Stored data entries

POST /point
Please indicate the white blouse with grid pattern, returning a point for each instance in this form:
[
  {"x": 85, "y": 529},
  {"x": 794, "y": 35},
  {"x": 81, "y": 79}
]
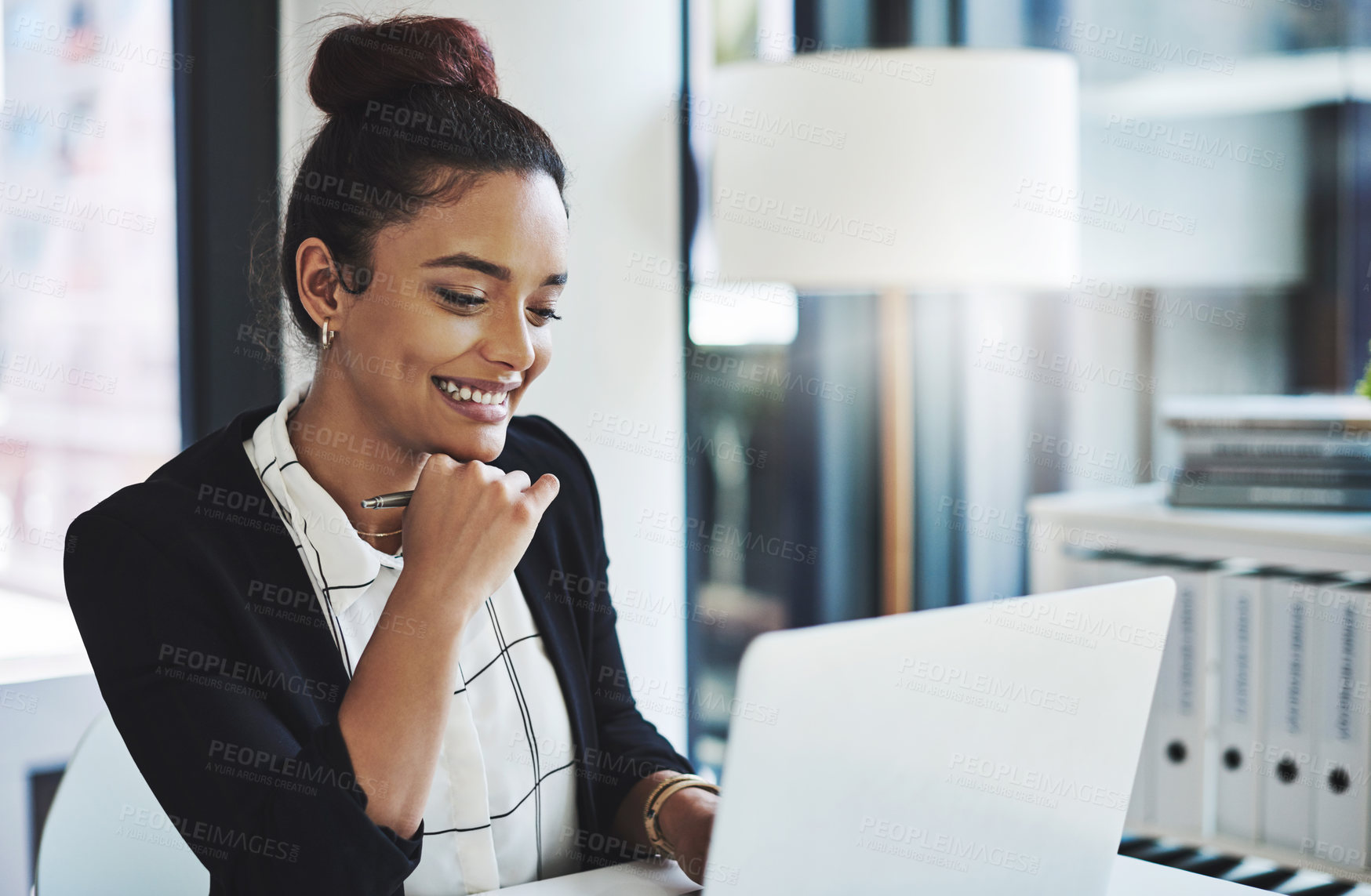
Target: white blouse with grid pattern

§ **TASK DETAILS**:
The word "pattern" appears on some lines of the data above; say how many such lines there are, with nothing else.

§ **ANSWER**:
2